Position annotation entries
-----

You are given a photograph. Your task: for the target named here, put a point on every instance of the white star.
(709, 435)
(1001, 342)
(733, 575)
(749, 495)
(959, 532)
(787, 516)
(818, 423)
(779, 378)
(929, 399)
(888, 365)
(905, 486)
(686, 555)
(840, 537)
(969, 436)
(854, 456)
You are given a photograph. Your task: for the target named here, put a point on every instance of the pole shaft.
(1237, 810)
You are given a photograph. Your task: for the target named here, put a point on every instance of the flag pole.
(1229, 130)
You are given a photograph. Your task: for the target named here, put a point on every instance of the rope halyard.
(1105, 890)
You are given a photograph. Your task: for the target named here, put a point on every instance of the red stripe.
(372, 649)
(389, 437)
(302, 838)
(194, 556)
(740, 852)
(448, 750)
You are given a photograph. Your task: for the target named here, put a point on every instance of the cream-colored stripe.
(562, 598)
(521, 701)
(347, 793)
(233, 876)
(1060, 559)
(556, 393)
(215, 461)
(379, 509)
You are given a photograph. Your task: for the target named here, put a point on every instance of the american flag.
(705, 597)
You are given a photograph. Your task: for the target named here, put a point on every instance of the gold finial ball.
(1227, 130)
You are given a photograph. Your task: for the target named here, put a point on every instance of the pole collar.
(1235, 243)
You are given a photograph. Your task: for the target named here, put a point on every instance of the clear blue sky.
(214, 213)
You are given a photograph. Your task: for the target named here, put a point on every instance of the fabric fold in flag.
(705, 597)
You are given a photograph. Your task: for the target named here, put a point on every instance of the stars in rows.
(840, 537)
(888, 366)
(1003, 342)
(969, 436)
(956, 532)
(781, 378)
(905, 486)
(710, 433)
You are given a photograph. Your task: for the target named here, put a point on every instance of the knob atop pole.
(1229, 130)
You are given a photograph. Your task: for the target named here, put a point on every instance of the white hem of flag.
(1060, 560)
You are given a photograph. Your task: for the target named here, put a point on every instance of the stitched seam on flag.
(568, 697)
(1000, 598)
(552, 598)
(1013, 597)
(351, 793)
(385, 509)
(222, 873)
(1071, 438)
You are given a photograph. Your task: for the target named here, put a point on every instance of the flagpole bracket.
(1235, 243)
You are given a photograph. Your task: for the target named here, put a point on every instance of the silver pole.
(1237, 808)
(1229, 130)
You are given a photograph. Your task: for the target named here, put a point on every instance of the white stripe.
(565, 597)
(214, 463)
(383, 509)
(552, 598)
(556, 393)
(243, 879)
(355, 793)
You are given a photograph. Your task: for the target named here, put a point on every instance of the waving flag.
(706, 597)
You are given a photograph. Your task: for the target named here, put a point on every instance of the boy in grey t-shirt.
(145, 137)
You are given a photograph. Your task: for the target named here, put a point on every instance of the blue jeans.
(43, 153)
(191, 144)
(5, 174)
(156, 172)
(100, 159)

-----

== PROBLEM DESCRIPTION ==
Rewrite the entries above, changing "put a point on" to "place a marker on" wherever it appears and keeping every other word as it is.

== EXERCISE SOLUTION ==
You are given a photograph. Your task: for the target named here, place a marker on every instance of the white star.
(709, 435)
(1001, 342)
(733, 575)
(749, 495)
(959, 532)
(787, 516)
(818, 423)
(779, 378)
(929, 399)
(888, 365)
(905, 486)
(686, 555)
(840, 537)
(969, 436)
(854, 456)
You are given a photograph. Your task: for the target named here, place a marker on every instance of the pole shaft.
(1237, 810)
You are given a photograph. Your task: for the target named here, place a marker on every instance of the flag pole.
(1229, 130)
You are given a photograph. Your task: for the target named here, place a marker on every instance of the rope halyard.
(1105, 890)
You are given a photograph. Your task: for the target named here, place a marker on every instance of the red stripe.
(372, 649)
(389, 437)
(302, 838)
(194, 556)
(740, 852)
(448, 750)
You are given a photograph. Your task: for the target named here, place a marker on every instance of the cream-colored stripe.
(562, 598)
(521, 701)
(347, 793)
(233, 876)
(1060, 559)
(556, 393)
(215, 461)
(379, 509)
You are given a photograph. Your task: for the target named here, place a marker on every instance of the american flag.
(705, 597)
You are given a photograph. Your task: for the target named here, place a marker on every instance of the gold finial ball.
(1227, 130)
You are given a photograph. Your task: for the target named here, place a marker on every instance of the pole collar.
(1235, 243)
You are given a photograph. Your task: for the target named here, place a marker on every instance of the clear blue sky.
(214, 213)
You are given a photograph. Your task: for the target named here, place a marker on every instance of the fabric fold in flag.
(705, 597)
You are given a photograph. Your task: for the target named here, place a marker on every instance of the stars in rows.
(840, 537)
(888, 366)
(1003, 342)
(969, 436)
(956, 532)
(781, 378)
(905, 486)
(710, 433)
You are given a photograph. Your task: for the target named here, place a marker on every instance of the knob atop pole.
(1229, 130)
You are given a photograph. Your task: for the target named here, place a marker on every instance of the white hem of flag.
(1060, 560)
You are given a photograph. Your task: for the target named here, place a marker on every instance of the stitched seam on flag.
(568, 697)
(1000, 598)
(552, 598)
(1013, 597)
(351, 793)
(385, 509)
(222, 873)
(1071, 438)
You are given a photograph. Your task: for the target named here, place a marker on every instance of the flagpole bracket.
(1235, 243)
You are given a photograph. Your task: for the target named here, place a marker on every instance of the silver pole.
(1237, 808)
(1229, 130)
You are given a photograph. Your task: for the target named here, place a marker on every instance of the white stripe.
(565, 597)
(214, 463)
(383, 509)
(552, 598)
(556, 393)
(243, 879)
(355, 793)
You are given a photograph. Your task: for the target named here, place a marker on every instance of the waving flag.
(706, 597)
You are given a photograph. Your task: for the target named here, place a marker on every instance of the boy in grey t-shirt.
(145, 137)
You are given a photograph. Your task: for the target named here, place a marker on every instance of the blue jeans.
(43, 153)
(191, 144)
(5, 174)
(156, 172)
(100, 159)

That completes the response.